**Data items:**

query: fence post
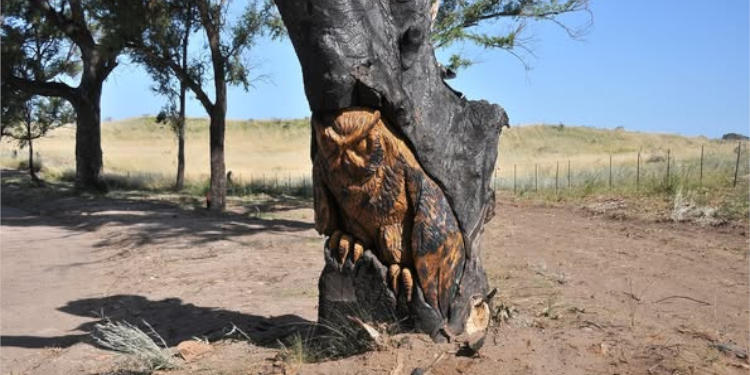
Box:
[555,161,560,195]
[664,149,672,186]
[609,152,612,190]
[732,141,742,187]
[635,151,641,191]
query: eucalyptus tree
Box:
[430,0,593,72]
[128,0,282,211]
[276,0,588,353]
[2,0,139,190]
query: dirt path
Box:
[0,192,750,374]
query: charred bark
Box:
[276,0,508,346]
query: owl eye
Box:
[355,138,367,154]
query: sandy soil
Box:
[0,179,750,374]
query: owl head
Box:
[312,108,383,179]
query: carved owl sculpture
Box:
[312,108,465,318]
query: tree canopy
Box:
[432,0,592,71]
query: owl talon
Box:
[338,234,352,267]
[388,264,401,296]
[328,230,343,250]
[352,241,365,263]
[401,267,414,302]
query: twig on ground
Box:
[654,296,711,306]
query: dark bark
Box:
[26,128,39,184]
[277,0,508,344]
[198,1,227,211]
[209,107,227,211]
[175,9,192,190]
[74,82,107,191]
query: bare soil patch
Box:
[0,178,750,374]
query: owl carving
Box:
[312,108,466,318]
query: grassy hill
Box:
[0,117,748,200]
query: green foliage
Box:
[127,0,283,114]
[432,0,590,68]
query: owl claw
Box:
[338,234,352,267]
[388,264,406,296]
[328,230,343,254]
[401,267,414,302]
[352,241,365,263]
[328,230,365,269]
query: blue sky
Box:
[102,0,750,137]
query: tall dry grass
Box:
[0,117,750,210]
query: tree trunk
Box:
[175,19,192,190]
[203,1,227,211]
[26,134,39,184]
[175,82,187,190]
[277,0,508,343]
[75,83,107,191]
[209,107,227,211]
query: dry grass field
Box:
[0,117,748,185]
[0,117,750,218]
[0,118,750,375]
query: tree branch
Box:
[126,42,214,113]
[5,76,78,104]
[32,0,96,53]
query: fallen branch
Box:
[654,296,711,306]
[709,342,747,359]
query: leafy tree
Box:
[0,96,75,184]
[1,0,139,190]
[432,0,591,72]
[128,0,282,211]
[146,2,200,190]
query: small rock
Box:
[177,340,214,362]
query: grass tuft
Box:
[92,320,180,370]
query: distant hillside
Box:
[2,117,748,184]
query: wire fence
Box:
[492,142,750,194]
[213,142,750,197]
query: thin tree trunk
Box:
[175,8,192,190]
[75,89,107,191]
[203,2,227,211]
[26,129,39,184]
[209,106,227,211]
[175,82,186,190]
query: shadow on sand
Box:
[0,295,314,348]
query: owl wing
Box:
[313,157,339,236]
[407,170,465,317]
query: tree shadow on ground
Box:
[0,295,315,348]
[2,170,314,246]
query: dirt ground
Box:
[0,175,750,375]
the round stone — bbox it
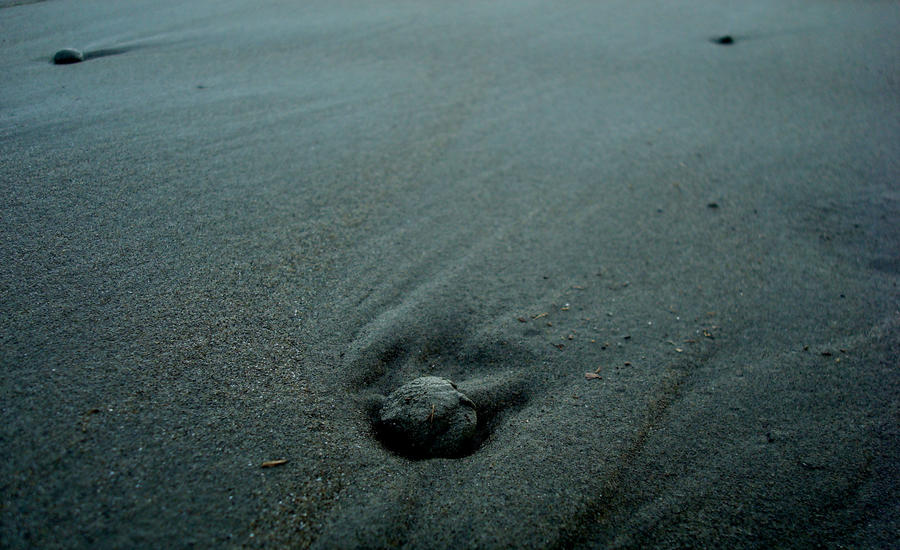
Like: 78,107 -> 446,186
377,376 -> 478,458
53,48 -> 84,65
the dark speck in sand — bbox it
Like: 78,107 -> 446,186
53,48 -> 84,65
53,46 -> 135,65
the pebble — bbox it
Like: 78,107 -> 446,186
376,376 -> 478,458
53,48 -> 84,65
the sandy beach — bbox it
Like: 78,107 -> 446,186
0,0 -> 900,549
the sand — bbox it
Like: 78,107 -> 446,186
0,0 -> 900,548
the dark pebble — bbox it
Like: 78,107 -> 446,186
376,376 -> 478,458
53,48 -> 84,65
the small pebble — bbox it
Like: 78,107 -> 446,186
53,48 -> 84,65
377,376 -> 478,458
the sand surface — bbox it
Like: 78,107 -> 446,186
0,0 -> 900,548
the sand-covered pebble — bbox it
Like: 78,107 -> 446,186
377,376 -> 478,458
53,48 -> 84,65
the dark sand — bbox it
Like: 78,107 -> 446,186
0,0 -> 900,548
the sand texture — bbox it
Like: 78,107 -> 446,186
0,0 -> 900,549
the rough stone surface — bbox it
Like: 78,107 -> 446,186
53,48 -> 84,65
377,376 -> 478,458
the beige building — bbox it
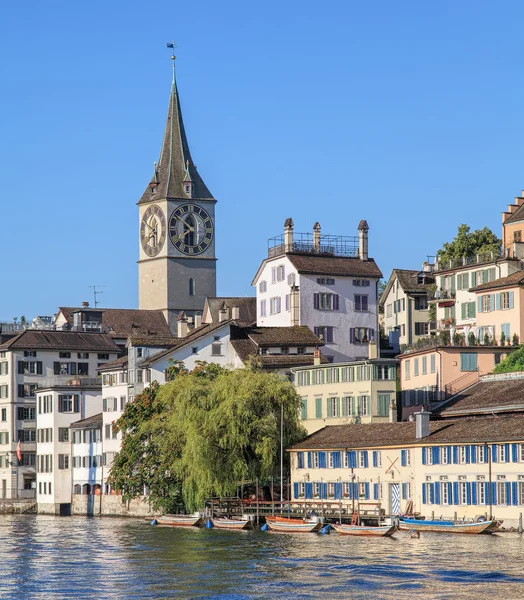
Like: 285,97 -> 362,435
399,340 -> 511,420
380,263 -> 435,349
290,413 -> 524,527
472,271 -> 524,346
292,346 -> 398,433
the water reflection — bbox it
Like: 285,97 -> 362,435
0,516 -> 524,600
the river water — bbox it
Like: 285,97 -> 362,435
0,515 -> 524,600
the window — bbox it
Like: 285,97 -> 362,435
58,394 -> 80,413
377,394 -> 389,417
355,294 -> 368,312
269,296 -> 282,315
415,296 -> 428,310
17,360 -> 42,375
415,323 -> 429,335
460,352 -> 477,371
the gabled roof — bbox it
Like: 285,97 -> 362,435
0,329 -> 121,354
291,415 -> 524,450
70,413 -> 103,429
138,81 -> 214,204
204,297 -> 257,325
440,373 -> 524,418
470,271 -> 524,292
58,306 -> 171,337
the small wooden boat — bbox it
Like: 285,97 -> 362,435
331,523 -> 396,537
211,519 -> 253,529
398,519 -> 500,534
266,517 -> 323,533
154,515 -> 204,527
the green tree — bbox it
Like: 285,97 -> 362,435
111,363 -> 306,510
437,224 -> 502,262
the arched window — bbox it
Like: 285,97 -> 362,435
184,215 -> 197,246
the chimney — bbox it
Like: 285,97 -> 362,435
313,221 -> 320,252
177,315 -> 187,338
415,410 -> 430,440
284,217 -> 293,252
218,302 -> 229,323
289,285 -> 300,327
358,220 -> 369,260
313,348 -> 321,365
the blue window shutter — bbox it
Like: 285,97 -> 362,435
511,444 -> 519,462
306,483 -> 313,500
318,452 -> 326,469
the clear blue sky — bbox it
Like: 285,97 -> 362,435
0,0 -> 524,320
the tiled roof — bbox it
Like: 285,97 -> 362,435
70,413 -> 103,429
0,329 -> 121,354
504,204 -> 524,225
59,306 -> 171,337
440,377 -> 524,417
97,354 -> 128,373
286,253 -> 382,278
206,297 -> 257,325
471,271 -> 524,292
291,415 -> 524,450
138,83 -> 213,204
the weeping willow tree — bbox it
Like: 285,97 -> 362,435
111,363 -> 306,510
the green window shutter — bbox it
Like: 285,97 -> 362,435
315,398 -> 322,419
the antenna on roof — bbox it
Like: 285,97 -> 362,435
89,285 -> 106,308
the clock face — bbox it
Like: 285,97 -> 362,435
140,204 -> 166,256
169,204 -> 213,256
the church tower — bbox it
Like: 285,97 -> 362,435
138,56 -> 216,335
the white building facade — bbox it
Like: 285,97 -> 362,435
252,219 -> 382,362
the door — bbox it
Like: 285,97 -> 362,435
389,483 -> 400,515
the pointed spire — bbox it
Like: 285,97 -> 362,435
138,54 -> 213,204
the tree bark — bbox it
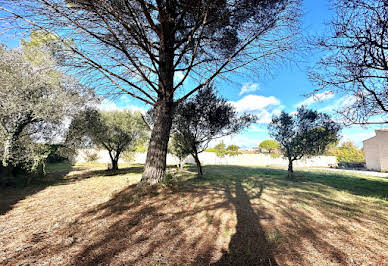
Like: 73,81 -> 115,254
140,5 -> 176,184
108,150 -> 120,171
192,153 -> 203,177
112,159 -> 119,171
141,100 -> 173,184
287,158 -> 294,179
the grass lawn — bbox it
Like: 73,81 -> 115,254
0,164 -> 388,265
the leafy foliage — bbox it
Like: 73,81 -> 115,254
310,0 -> 388,124
0,0 -> 300,183
214,141 -> 227,158
259,139 -> 280,153
326,141 -> 365,163
173,85 -> 256,175
85,150 -> 99,162
226,144 -> 241,156
67,109 -> 148,170
268,106 -> 341,177
0,34 -> 90,179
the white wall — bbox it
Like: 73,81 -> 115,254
75,150 -> 337,167
186,152 -> 337,167
363,130 -> 388,171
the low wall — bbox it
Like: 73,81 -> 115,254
75,150 -> 337,167
186,152 -> 337,167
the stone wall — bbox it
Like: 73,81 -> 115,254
75,150 -> 337,167
363,129 -> 388,171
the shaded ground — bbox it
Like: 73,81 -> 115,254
0,165 -> 388,265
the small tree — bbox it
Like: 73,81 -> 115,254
268,106 -> 341,178
214,141 -> 227,157
0,0 -> 300,184
68,109 -> 147,170
0,34 -> 93,179
259,139 -> 280,153
173,85 -> 256,176
326,141 -> 365,163
226,144 -> 241,156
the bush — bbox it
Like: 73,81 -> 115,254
269,152 -> 282,159
326,141 -> 365,163
85,150 -> 100,162
121,150 -> 136,163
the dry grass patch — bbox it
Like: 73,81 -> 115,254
0,165 -> 388,265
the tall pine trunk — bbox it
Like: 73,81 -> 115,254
192,153 -> 203,177
141,100 -> 173,184
287,158 -> 294,179
141,4 -> 176,184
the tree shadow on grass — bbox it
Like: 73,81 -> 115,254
0,162 -> 73,215
0,164 -> 143,215
200,165 -> 388,200
6,166 -> 388,265
212,180 -> 277,265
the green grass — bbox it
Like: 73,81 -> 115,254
0,163 -> 388,265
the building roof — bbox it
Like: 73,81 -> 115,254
362,129 -> 388,142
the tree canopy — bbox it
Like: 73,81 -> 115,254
259,139 -> 280,153
268,106 -> 341,178
0,0 -> 300,183
173,85 -> 256,175
310,0 -> 388,124
0,33 -> 90,179
67,109 -> 148,170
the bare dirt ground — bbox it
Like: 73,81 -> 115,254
0,163 -> 388,265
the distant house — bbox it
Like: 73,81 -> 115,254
363,129 -> 388,171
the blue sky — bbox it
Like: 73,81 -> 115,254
4,0 -> 384,148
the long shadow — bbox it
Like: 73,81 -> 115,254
0,164 -> 143,215
200,165 -> 388,200
0,166 -> 384,265
213,180 -> 277,265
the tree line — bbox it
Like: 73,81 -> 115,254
0,0 -> 388,183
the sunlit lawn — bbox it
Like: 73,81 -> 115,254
0,164 -> 388,265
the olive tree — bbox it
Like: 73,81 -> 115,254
173,85 -> 256,176
0,0 -> 300,183
268,106 -> 341,178
67,109 -> 148,170
0,39 -> 93,177
259,139 -> 280,153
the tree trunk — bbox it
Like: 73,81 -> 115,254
140,4 -> 176,184
112,159 -> 119,171
141,100 -> 173,184
192,153 -> 203,177
287,158 -> 294,179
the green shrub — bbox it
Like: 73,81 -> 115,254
326,141 -> 365,163
85,150 -> 100,162
269,152 -> 282,159
121,150 -> 136,163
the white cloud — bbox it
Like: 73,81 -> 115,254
296,91 -> 334,107
230,94 -> 280,112
209,135 -> 260,149
98,99 -> 146,114
230,94 -> 284,124
247,124 -> 267,132
318,95 -> 356,113
239,82 -> 260,96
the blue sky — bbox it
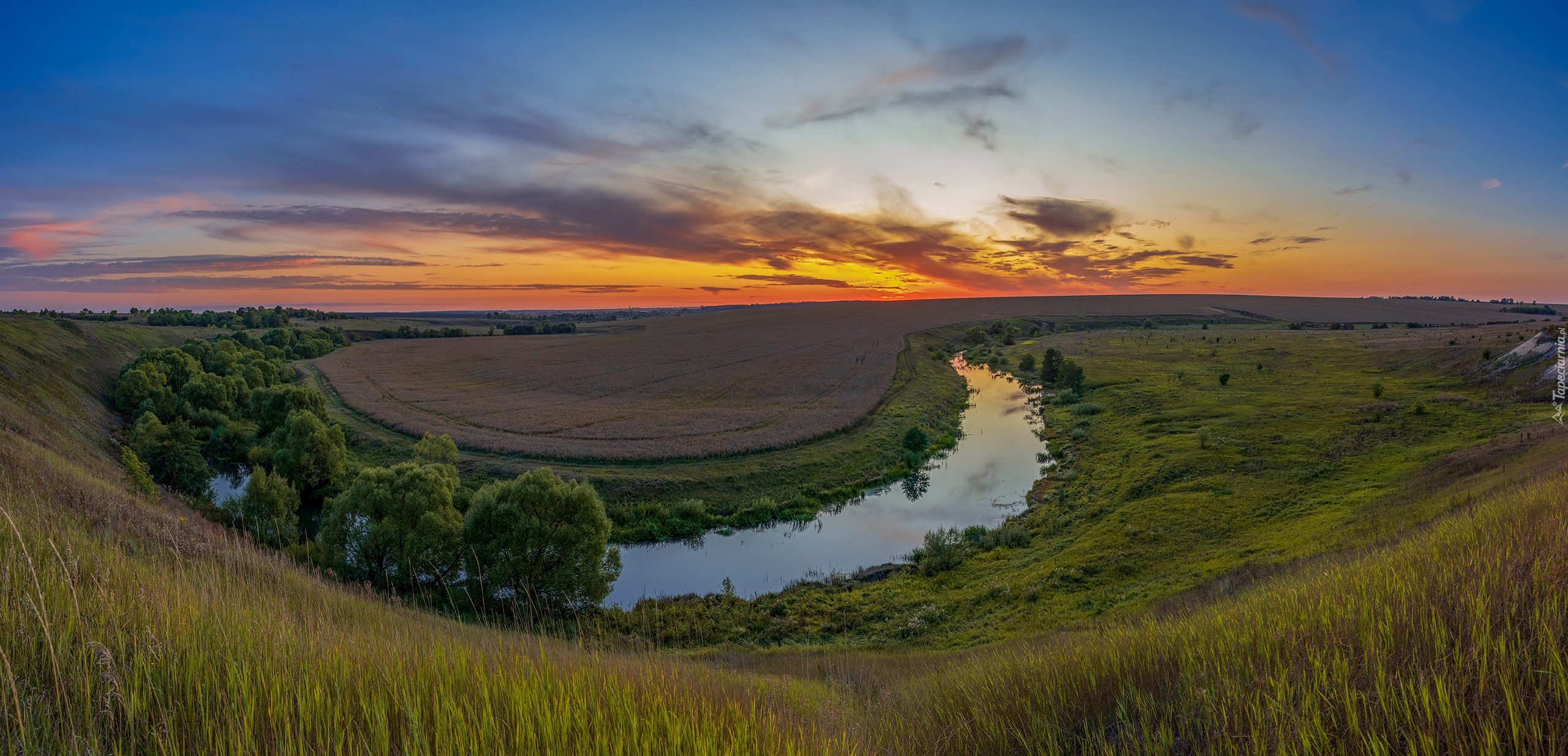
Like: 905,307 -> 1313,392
0,0 -> 1568,309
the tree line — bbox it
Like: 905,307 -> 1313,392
113,334 -> 621,615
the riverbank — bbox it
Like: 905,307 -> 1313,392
304,327 -> 968,544
586,326 -> 1556,648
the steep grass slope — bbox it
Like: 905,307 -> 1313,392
0,318 -> 835,754
0,310 -> 1568,754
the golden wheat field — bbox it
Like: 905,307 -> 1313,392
317,295 -> 1518,460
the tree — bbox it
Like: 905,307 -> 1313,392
130,413 -> 212,494
233,471 -> 300,546
1057,357 -> 1084,394
320,463 -> 464,593
251,384 -> 328,436
119,447 -> 159,499
462,468 -> 621,612
1039,348 -> 1061,386
271,410 -> 348,499
414,433 -> 458,468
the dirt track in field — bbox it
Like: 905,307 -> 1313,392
315,295 -> 1531,460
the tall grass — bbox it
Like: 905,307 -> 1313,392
731,474 -> 1568,754
0,436 -> 845,754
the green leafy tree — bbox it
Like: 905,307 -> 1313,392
251,384 -> 328,436
119,447 -> 159,499
320,463 -> 464,593
414,433 -> 458,468
1039,348 -> 1061,386
1055,357 -> 1084,394
130,413 -> 212,494
464,468 -> 621,612
232,471 -> 300,546
271,410 -> 348,499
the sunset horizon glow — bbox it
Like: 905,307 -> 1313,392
0,0 -> 1568,310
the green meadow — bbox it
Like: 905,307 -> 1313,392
0,317 -> 1568,754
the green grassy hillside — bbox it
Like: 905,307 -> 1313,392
0,310 -> 1568,754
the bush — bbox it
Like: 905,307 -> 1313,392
910,527 -> 985,575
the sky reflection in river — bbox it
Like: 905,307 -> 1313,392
608,367 -> 1044,607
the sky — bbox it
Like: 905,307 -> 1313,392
0,0 -> 1568,310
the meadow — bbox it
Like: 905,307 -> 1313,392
586,323 -> 1560,648
317,295 -> 1518,460
0,312 -> 1568,754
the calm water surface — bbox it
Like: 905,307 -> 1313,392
608,361 -> 1044,607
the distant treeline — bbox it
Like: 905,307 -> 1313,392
484,310 -> 618,323
113,328 -> 621,619
142,306 -> 348,328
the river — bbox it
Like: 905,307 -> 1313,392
608,357 -> 1044,607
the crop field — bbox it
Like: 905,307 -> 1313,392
9,318 -> 1568,754
592,323 -> 1568,646
317,295 -> 1521,460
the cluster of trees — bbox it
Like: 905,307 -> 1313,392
115,329 -> 621,613
141,306 -> 348,329
502,321 -> 577,335
381,323 -> 469,339
318,435 -> 621,613
115,328 -> 345,500
1019,348 -> 1084,394
1498,304 -> 1557,315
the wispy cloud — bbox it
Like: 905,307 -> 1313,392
765,34 -> 1028,129
1231,0 -> 1339,77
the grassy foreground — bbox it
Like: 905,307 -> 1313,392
9,310 -> 1568,754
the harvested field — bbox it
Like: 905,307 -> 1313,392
317,295 -> 1529,460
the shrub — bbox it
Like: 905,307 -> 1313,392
321,463 -> 464,593
414,433 -> 458,468
910,527 -> 985,575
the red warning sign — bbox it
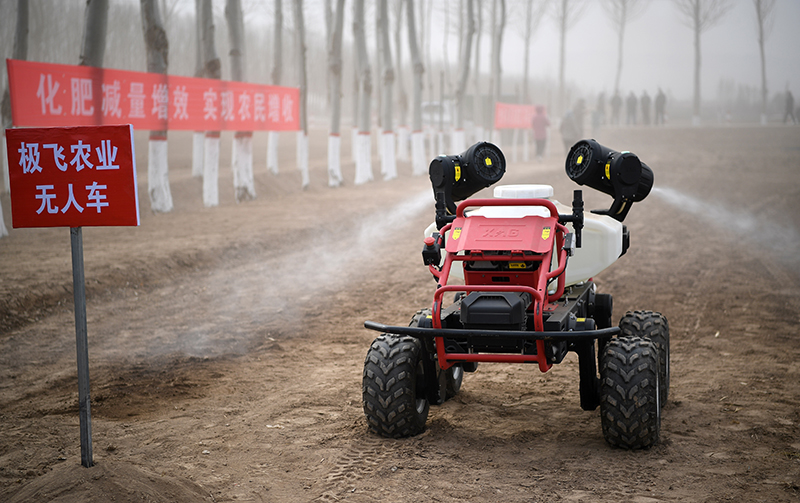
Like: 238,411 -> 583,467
6,125 -> 139,229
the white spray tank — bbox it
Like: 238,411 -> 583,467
425,184 -> 623,285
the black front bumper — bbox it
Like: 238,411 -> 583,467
364,321 -> 619,342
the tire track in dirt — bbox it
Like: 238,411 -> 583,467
313,437 -> 390,502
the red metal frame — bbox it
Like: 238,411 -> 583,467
428,199 -> 568,372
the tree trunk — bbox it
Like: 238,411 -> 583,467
0,0 -> 29,209
267,0 -> 283,175
328,0 -> 344,187
202,0 -> 222,207
353,0 -> 372,185
292,0 -> 310,189
452,0 -> 475,152
225,0 -> 256,202
405,0 -> 426,175
692,7 -> 701,126
491,0 -> 506,146
140,0 -> 172,213
0,0 -> 29,238
755,0 -> 767,126
472,0 -> 485,143
394,0 -> 410,161
614,2 -> 627,94
192,0 -> 205,177
558,0 -> 569,115
522,0 -> 533,105
378,0 -> 397,180
79,0 -> 108,70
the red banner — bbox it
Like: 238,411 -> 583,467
6,59 -> 300,131
6,125 -> 139,229
494,102 -> 536,129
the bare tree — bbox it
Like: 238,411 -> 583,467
79,0 -> 108,71
353,0 -> 372,185
522,0 -> 548,103
602,0 -> 647,94
405,0 -> 425,175
201,0 -> 222,207
673,0 -> 733,125
753,0 -> 775,125
472,0 -> 485,142
192,0 -> 205,177
489,0 -> 506,144
553,0 -> 586,113
140,0 -> 172,213
267,0 -> 283,175
0,0 -> 29,209
292,0 -> 310,189
377,0 -> 397,180
394,0 -> 410,161
225,0 -> 256,202
0,0 -> 28,237
328,0 -> 344,187
452,0 -> 475,152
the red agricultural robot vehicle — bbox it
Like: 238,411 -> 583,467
362,140 -> 669,449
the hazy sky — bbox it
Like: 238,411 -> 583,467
494,0 -> 800,99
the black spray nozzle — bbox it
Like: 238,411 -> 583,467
566,140 -> 653,222
428,142 -> 506,229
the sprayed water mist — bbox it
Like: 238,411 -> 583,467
653,187 -> 800,267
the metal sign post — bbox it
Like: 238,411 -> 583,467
6,125 -> 139,468
69,227 -> 94,468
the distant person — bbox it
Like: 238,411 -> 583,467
611,91 -> 622,126
656,87 -> 667,126
531,105 -> 550,161
625,91 -> 639,126
594,92 -> 606,125
559,110 -> 581,152
783,89 -> 797,124
640,91 -> 650,126
572,99 -> 586,141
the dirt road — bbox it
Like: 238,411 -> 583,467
0,127 -> 800,503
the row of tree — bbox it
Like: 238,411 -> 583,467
3,0 -> 775,230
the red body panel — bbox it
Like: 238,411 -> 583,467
430,199 -> 567,372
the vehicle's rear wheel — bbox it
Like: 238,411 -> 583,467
362,334 -> 430,438
445,365 -> 464,399
619,311 -> 669,407
600,337 -> 661,449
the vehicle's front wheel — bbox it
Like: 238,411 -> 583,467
600,337 -> 661,449
362,334 -> 430,438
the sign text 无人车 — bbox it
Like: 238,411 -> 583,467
6,125 -> 139,228
6,59 -> 300,131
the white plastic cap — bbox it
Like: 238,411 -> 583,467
494,185 -> 553,199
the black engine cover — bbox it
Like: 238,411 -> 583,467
461,292 -> 531,330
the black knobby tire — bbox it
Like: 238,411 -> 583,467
408,308 -> 466,400
619,311 -> 669,407
362,334 -> 430,438
600,337 -> 661,449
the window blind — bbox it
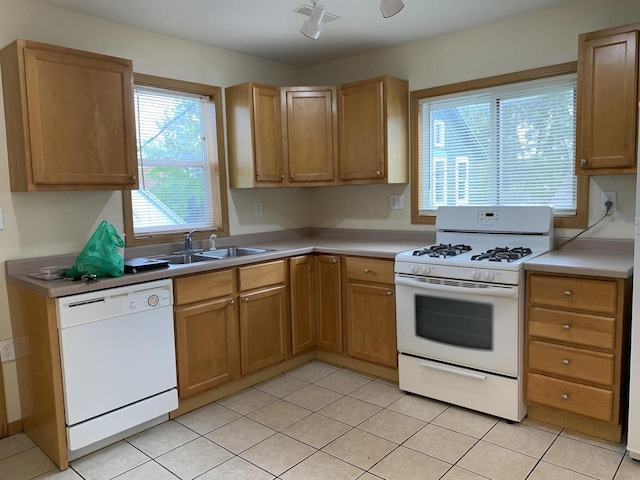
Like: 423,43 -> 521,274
131,85 -> 217,234
418,75 -> 577,215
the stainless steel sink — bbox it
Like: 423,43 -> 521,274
199,247 -> 271,259
153,253 -> 220,265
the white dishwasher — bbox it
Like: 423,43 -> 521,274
56,279 -> 178,451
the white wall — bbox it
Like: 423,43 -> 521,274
304,0 -> 640,239
0,0 -> 640,422
0,0 -> 309,422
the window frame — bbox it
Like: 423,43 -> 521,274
122,73 -> 229,247
410,62 -> 589,228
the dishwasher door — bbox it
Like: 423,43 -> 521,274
57,280 -> 177,426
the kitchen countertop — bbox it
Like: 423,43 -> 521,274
524,249 -> 633,278
5,236 -> 425,297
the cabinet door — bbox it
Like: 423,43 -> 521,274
289,255 -> 316,355
240,285 -> 291,375
338,80 -> 385,180
24,44 -> 138,188
175,297 -> 240,398
345,283 -> 398,367
576,31 -> 638,175
314,255 -> 343,352
253,85 -> 284,184
281,87 -> 337,185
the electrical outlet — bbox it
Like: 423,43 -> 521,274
602,190 -> 618,212
391,195 -> 404,210
0,338 -> 16,362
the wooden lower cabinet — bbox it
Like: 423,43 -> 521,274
313,255 -> 343,353
289,255 -> 316,355
175,297 -> 240,397
525,271 -> 631,442
344,257 -> 398,367
240,285 -> 291,375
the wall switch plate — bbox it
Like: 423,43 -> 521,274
602,190 -> 618,213
391,195 -> 404,210
0,338 -> 16,363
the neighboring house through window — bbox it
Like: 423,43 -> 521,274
124,75 -> 228,245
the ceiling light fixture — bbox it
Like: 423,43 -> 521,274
300,2 -> 326,40
380,0 -> 404,18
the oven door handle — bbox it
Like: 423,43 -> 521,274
396,275 -> 518,298
420,362 -> 487,381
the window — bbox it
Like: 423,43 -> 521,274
124,75 -> 228,245
412,63 -> 587,227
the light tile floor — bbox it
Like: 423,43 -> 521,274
0,362 -> 640,480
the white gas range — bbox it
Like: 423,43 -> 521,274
395,206 -> 553,421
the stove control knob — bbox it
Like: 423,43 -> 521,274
484,272 -> 496,282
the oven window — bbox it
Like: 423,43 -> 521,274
415,295 -> 493,350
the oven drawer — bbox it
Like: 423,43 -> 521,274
527,274 -> 618,315
529,341 -> 614,385
527,373 -> 613,422
528,306 -> 616,350
346,257 -> 394,284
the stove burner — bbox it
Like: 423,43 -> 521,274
471,247 -> 531,262
413,243 -> 471,258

**WRITTEN TASK:**
Can you edit the rows starting at the line that contains "the black front bumper — bbox it" and ending at the line that contains "428,199 -> 568,372", swapping "metal" for "steel" and keeping everything else the same?

**FINAL RESULT:**
the black front bumper — bbox it
Like: 238,411 -> 583,467
364,321 -> 619,342
the tire track in dirt — bbox it
Like: 238,411 -> 583,467
313,437 -> 390,502
the red steel frame — bbox it
Like: 238,411 -> 583,467
428,199 -> 568,372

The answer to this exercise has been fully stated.